# Source
## BEGIN

# Intake Systems



## Street Concepts (Feb 10, 2003)

BEFORE I GET FLAMED I ALREADY USED THE SEARCH OPTION AND COULDNT SEEM TO FIND ANYTHING.

Now, Im thinking of turboing the KA24DE Possibly with a turbo kit from www.realnissan.com but right now im looking for a good intake system. Ive heard injen reported ~12 hp gain with their intake for the KA24DE? anyone have any information backing this up or anyone have any suggestions.. i was thinking of getting the Injen tubing with either an AEM or K&N cone filter. any ideas??? Im going KA24DE-T before i try any swaps cause i want to get to know the engine abit and get some experience.  i dont want any flaming.


----------



## Token Moron (Mar 28, 2003)

LOL @ injen.....12hp........right

if u dont want a cai, get a pop charger from jwt


----------



## megaseth (May 18, 2003)

yeah, dont believe the test results. you wont get more than 3-4hp, 5 if you are lucky. the head and valve train suck on the KA, there fore even if they can get more air in through a more open CAI, it still wouldnt know what to do. go with a POP charger.


----------



## Street Concepts (Feb 10, 2003)

lol
i didnt believe it either... i was just asking cause if they did hell id go to injens website and order one right now.
but a pop charger is my best bet? like i want a cold air intake and i understand the benefits of a cold air intake.. but i dont have that much money so a short ram intake works for me..
also would that pop charger go on the stock piping?


----------



## Token Moron (Mar 28, 2003)

Street Concepts said:


> *also would that pop charger go on the stock piping? *


yes, right after your MAF


----------



## megaseth (May 18, 2003)

you just need a breather filter if you have AIV and then you could make a heat shield


----------



## drift240sxdragqueen (Oct 23, 2002)

injen CAI is dynoed with a 14hp gain, not the ram intake though, CAI runs for bout 300 it think, not sure its on my other computer but i don't wanna go on it right now


----------



## vsp3c (May 15, 2003)

all intakes for ka24(d)e and sr20det are all about the same.. doesn't do much unlike injens/aems on hondas.. homemade intake


----------



## drift240sxdragqueen (Oct 23, 2002)

i've never felt any power change with ram intake, its all about cai, thats when u feel the power!!!! POWAH!


----------



## driftinS13 (Jun 24, 2003)

well its all a matter of where u like ur power....top end or low end.
thats the diff between them....(cai and wai)


----------



## drift240sxdragqueen (Oct 23, 2002)

warm air intake, lol.....


----------



## Street Concepts (Feb 10, 2003)

I just realized my car had a K&N filter lol... i opened the hood today to check out where i would put the pop charger so when i get it i can install it myself and i saw the stick on the side of the intake cover ( back side facing the driver) that said "K&N filtercharger installed" i opened it up and sure enough there was a K&N Filter.. hehe Oh well im gunna go back to JWT's website now


----------



## drift240sxdragqueen (Oct 23, 2002)

## END

# Information provided
## BEGIN

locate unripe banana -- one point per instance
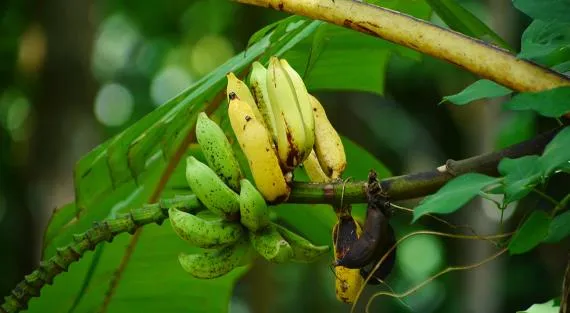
(211, 190)
(218, 151)
(255, 144)
(203, 233)
(214, 263)
(291, 138)
(254, 213)
(271, 245)
(328, 145)
(303, 250)
(258, 83)
(314, 170)
(348, 281)
(239, 88)
(304, 105)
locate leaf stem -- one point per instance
(474, 55)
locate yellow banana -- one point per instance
(303, 250)
(258, 83)
(348, 281)
(304, 106)
(214, 263)
(204, 233)
(291, 137)
(254, 213)
(271, 245)
(255, 144)
(211, 190)
(218, 151)
(240, 89)
(328, 146)
(314, 170)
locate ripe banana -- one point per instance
(218, 151)
(328, 145)
(255, 144)
(271, 245)
(291, 137)
(211, 190)
(348, 281)
(304, 105)
(303, 250)
(204, 233)
(239, 88)
(214, 263)
(314, 170)
(258, 83)
(253, 209)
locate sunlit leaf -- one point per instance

## END

# Objectives
[A] Echo the stretch from "# Intake Systems" through "want any flaming." in the intake systems thread, word for word.
[B] Translate the sentence "go with a POP charger." from the intake systems thread into Spanish.

# Worked answers
[A]
# Intake Systems



## Street Concepts (Feb 10, 2003)

BEFORE I GET FLAMED I ALREADY USED THE SEARCH OPTION AND COULDNT SEEM TO FIND ANYTHING.

Now, Im thinking of turboing the KA24DE Possibly with a turbo kit from www.realnissan.com but right now im looking for a good intake system. Ive heard injen reported ~12 hp gain with their intake for the KA24DE? anyone have any information backing this up or anyone have any suggestions.. i was thinking of getting the Injen tubing with either an AEM or K&N cone filter. any ideas??? Im going KA24DE-T before i try any swaps cause i want to get to know the engine abit and get some experience.  i dont want any flaming.

[B] Opta por un POP charger.